*** Read my interview with Gun Shy and Con Air director Simon West ***
“Never mess with the llama… they are proud beasts!” sys a kidnapper of western tourists and would-be pirate in Chile, after a particularly obnoxious American CEO has tried to shoot one. It turns out llamas can projectile vomit at will, as well as kicking you in the head.
Gun Shy, from Con Air and The Mechanic director Simon West, was financed with crowdfunding, the first Hollywood movie to be paid for in this way – it’s a technique usually utilised by indie filmmakers. I’m not sure if any llama fans put up any of the $1.9 million budget, though they do come out looking good here, being cute, fluffy and kickass.
Antonio Banderas is Turk, a retired rock star, hugely rich thanks to his now-defunct band’s biggest hit, Teenage Ass Patrol. He’s Chilean, and speaks with an accent, though this doesn’t stop him constantly claiming he is a born and bred Londoner.
Wife Sheila (Olga Kurylenko) is lovely – still excited to be visiting countries she’s never been to before, taking pictures, going sightseeing. Unsurprisingly after a long career as a supermodel, she also has a few insecurities: “Be honest, am I Yoko Ono?” she asks her husband at one point.

• Supplied data:
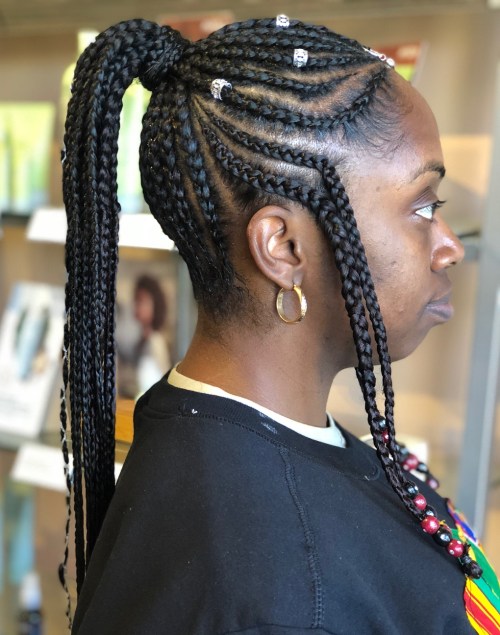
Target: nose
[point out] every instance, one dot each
(448, 249)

• Exercise goal: Quote the Gun Shy review above word for word, from "Gun Shy, from" to "fluffy and kickass.".

• Complete response:
Gun Shy, from Con Air and The Mechanic director Simon West, was financed with crowdfunding, the first Hollywood movie to be paid for in this way – it’s a technique usually utilised by indie filmmakers. I’m not sure if any llama fans put up any of the $1.9 million budget, though they do come out looking good here, being cute, fluffy and kickass.